> _Exercise tasks_
1 > Who are all the people named in the passage on Kennedy and the oil depletion allowance?
2 > Could you rewrite the passage on Kennedy and the oil depletion allowance from "Three months later, Jones" to "to Eisenhower. (28)", substituting "Ike" for "Eisenhower"?

> _Text_
************
Three months later, Jones flew in a small plane to visit the retired president. The plane crashed and Jones was killed. In his briefcase was found $61,000 in cash. No one was ever able to explain why Jones was taking such a large sum of money to Eisenhower. (28)

As a U.S. senator, John F. Kennedy voted to reduce the depletion allowance. (29) Texas oilmen were obviously concerned when Kennedy became the front-runner in the 1960 presidential election. It is true that Lyndon Johnson and Sam Rayburn were in a position to try and block the move in Congress. However, Kennedy had the potential to draw attention to this unfair tax loophole. As Sam Rayburn pointed out, if the oil depletion allowance was debated in Congress: “They’d cut it to fifteen, ten, five percent – maybe even take it away altogether. Do you think you could convince a Detroit factory worker that the depletion allowance is a good thing? Once it got on the floor, it would be cut to ribbons.” (30)

In order to win votes in Texas, Kennedy changed his position on the oil depletion allowance. This was probably something that was negotiated by Johnson. In October, 1960, Kennedy wrote a letter to his Texas campaign manager outlying his policies on the oil industry. He said he wanted to make “clear my recognition of the value and importance of the oil depletion allowance. I realize its purpose and value… The oil-depletion allowance has served us well”. (31)
************
> _Supplied data_
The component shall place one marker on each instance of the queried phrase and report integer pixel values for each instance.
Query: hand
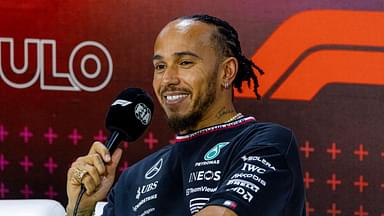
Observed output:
(100, 172)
************
> _Solutions per task_
1 > Jones, Eisenhower, John F. Kennedy, Lyndon Johnson, Sam Rayburn

2 >
Three months later, Jones flew in a small plane to visit the retired president. The plane crashed and Jones was killed. In his briefcase was found $61,000 in cash. No one was ever able to explain why Jones was taking such a large sum of money to Ike. (28)